_Dataset excerpts_:
- - - -

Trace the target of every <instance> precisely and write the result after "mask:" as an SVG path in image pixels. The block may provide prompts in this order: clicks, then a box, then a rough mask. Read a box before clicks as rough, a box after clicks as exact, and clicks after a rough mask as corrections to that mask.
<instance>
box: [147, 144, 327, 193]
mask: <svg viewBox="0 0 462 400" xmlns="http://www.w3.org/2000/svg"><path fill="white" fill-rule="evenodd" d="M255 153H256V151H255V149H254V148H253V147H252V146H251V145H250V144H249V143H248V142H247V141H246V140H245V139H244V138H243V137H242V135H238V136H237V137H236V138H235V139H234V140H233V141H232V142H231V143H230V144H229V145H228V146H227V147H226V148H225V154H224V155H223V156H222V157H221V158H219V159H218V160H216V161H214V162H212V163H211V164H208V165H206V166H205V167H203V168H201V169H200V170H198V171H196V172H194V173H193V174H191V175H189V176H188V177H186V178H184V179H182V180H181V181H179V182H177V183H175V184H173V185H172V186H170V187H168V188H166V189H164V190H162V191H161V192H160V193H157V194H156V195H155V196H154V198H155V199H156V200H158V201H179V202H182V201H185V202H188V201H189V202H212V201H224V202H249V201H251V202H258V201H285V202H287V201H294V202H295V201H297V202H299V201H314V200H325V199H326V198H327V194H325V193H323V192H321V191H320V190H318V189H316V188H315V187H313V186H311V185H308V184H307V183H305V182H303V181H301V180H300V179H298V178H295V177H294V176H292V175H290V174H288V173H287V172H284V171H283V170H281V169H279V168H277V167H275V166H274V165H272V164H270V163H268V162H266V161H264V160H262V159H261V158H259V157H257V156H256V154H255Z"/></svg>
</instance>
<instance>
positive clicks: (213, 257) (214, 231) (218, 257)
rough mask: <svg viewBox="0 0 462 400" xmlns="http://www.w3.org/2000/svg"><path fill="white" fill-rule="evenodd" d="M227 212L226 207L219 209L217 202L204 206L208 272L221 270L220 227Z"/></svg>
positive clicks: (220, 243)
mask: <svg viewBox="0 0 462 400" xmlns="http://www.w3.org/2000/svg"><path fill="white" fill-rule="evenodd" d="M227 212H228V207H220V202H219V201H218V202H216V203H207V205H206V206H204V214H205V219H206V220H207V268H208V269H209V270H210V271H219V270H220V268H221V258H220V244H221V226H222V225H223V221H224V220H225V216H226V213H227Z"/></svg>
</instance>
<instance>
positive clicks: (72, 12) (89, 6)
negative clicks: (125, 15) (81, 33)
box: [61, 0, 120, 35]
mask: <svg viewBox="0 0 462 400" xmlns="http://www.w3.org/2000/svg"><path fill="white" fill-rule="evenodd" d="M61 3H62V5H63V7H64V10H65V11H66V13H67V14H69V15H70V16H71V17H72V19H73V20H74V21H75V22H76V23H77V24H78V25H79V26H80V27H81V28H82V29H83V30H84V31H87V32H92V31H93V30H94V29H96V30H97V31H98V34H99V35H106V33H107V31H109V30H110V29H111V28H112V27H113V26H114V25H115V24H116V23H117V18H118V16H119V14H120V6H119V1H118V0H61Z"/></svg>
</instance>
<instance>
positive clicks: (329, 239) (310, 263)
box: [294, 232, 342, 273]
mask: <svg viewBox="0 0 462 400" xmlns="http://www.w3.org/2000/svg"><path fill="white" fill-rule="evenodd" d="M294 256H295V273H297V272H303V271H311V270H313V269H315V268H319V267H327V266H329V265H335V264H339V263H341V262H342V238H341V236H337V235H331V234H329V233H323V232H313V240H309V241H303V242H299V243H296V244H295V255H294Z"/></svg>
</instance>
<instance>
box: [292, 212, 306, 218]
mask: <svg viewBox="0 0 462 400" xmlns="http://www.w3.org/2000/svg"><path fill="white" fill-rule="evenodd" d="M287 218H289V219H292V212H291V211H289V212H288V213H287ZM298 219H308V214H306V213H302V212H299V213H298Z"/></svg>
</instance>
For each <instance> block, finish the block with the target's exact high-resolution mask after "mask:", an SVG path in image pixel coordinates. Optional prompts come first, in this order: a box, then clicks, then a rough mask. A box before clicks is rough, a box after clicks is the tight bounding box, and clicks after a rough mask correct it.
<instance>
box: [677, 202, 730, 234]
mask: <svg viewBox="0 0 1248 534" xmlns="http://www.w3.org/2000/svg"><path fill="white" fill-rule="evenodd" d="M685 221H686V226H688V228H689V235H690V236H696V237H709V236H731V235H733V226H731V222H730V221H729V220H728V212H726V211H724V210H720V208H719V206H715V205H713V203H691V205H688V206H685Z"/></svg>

- - - -

Each record above should be returned exactly as it appears.

_YOUR SOLUTION_:
Trace the target of every <instance> precisely and write the result after "mask:" as an SVG path in image pixels. The block may provide prompts in this order: clicks, then a box, then a rough mask. Read a box before clicks as rough, a box after clicks as exact, and clicks after a rough mask as corrections to that mask.
<instance>
box: [147, 144, 327, 193]
mask: <svg viewBox="0 0 462 400" xmlns="http://www.w3.org/2000/svg"><path fill="white" fill-rule="evenodd" d="M255 153H256V151H255V149H254V148H253V147H252V146H251V145H250V144H249V143H248V142H247V141H246V140H245V139H244V138H243V137H242V135H238V136H237V137H236V138H235V139H234V140H233V141H232V142H231V143H230V144H229V145H228V146H227V147H226V148H225V154H224V155H223V156H222V157H221V158H219V159H218V160H216V161H214V162H212V163H211V164H208V165H206V166H205V167H203V168H201V169H200V170H198V171H196V172H194V173H193V174H191V175H189V176H188V177H186V178H184V179H182V180H181V181H179V182H177V183H175V184H173V185H172V186H170V187H168V188H166V189H164V190H162V191H161V192H160V193H157V194H156V195H155V196H154V198H155V199H156V200H158V201H179V202H182V201H185V202H188V201H189V202H212V201H224V202H249V201H251V202H258V201H285V202H287V201H294V202H295V201H297V202H299V201H314V200H325V199H326V198H327V194H325V193H323V192H321V191H320V190H318V189H316V188H315V187H313V186H311V185H308V184H307V183H305V182H303V181H301V180H300V179H298V178H295V177H294V176H292V175H290V174H288V173H287V172H284V171H283V170H281V169H279V168H277V167H275V166H274V165H272V164H270V163H268V162H266V161H264V160H262V159H261V158H259V157H257V156H256V154H255Z"/></svg>
</instance>
<instance>
positive clicks: (213, 257) (214, 231) (218, 257)
rough mask: <svg viewBox="0 0 462 400" xmlns="http://www.w3.org/2000/svg"><path fill="white" fill-rule="evenodd" d="M227 212L226 207L219 209L217 202L204 206L208 272L221 270L220 227Z"/></svg>
positive clicks: (220, 243)
mask: <svg viewBox="0 0 462 400" xmlns="http://www.w3.org/2000/svg"><path fill="white" fill-rule="evenodd" d="M227 212H228V207H220V202H219V201H218V202H216V203H207V205H206V206H204V214H205V219H206V220H207V268H208V269H209V270H210V271H219V270H220V268H221V258H220V244H221V226H222V225H223V221H224V220H225V216H226V213H227Z"/></svg>
</instance>
<instance>
positive clicks: (72, 12) (89, 6)
negative clicks: (125, 15) (81, 33)
box: [61, 0, 120, 35]
mask: <svg viewBox="0 0 462 400" xmlns="http://www.w3.org/2000/svg"><path fill="white" fill-rule="evenodd" d="M61 3H62V5H63V7H64V10H65V11H66V13H67V14H69V15H70V16H71V17H72V19H73V20H74V21H75V22H76V23H77V24H78V25H79V26H80V27H81V28H82V29H83V30H84V31H87V32H92V31H93V30H94V29H96V30H97V31H98V34H99V35H106V33H107V31H109V30H110V29H111V28H112V27H113V26H114V25H115V24H116V23H117V18H118V16H119V14H120V6H119V1H118V0H61Z"/></svg>
</instance>
<instance>
positive clicks: (329, 239) (310, 263)
box: [294, 232, 342, 273]
mask: <svg viewBox="0 0 462 400" xmlns="http://www.w3.org/2000/svg"><path fill="white" fill-rule="evenodd" d="M294 256H295V273H297V272H303V271H311V270H313V269H315V268H319V267H327V266H329V265H335V264H339V263H341V262H342V238H341V236H337V235H331V234H329V233H323V232H313V240H309V241H303V242H299V243H296V244H295V255H294Z"/></svg>
</instance>
<instance>
box: [292, 212, 306, 218]
mask: <svg viewBox="0 0 462 400" xmlns="http://www.w3.org/2000/svg"><path fill="white" fill-rule="evenodd" d="M287 218H289V219H292V212H291V211H289V212H288V213H287ZM298 219H308V214H306V213H302V212H299V213H298Z"/></svg>
</instance>
For each <instance> block, finish the block with the target's exact high-resolution mask after "mask:", an SVG path in image pixel coordinates. Optional prompts come first, in this order: a box, then clicks, then a rough mask. A box before clicks is rough, a box after clicks is the tight bounding box, and clicks after a rough mask correct it.
<instance>
box: [677, 202, 730, 234]
mask: <svg viewBox="0 0 1248 534" xmlns="http://www.w3.org/2000/svg"><path fill="white" fill-rule="evenodd" d="M685 221H686V226H688V228H689V235H690V236H696V237H709V236H731V235H733V226H731V222H730V221H729V220H728V212H726V211H724V210H720V208H719V206H715V205H713V203H691V205H688V206H685Z"/></svg>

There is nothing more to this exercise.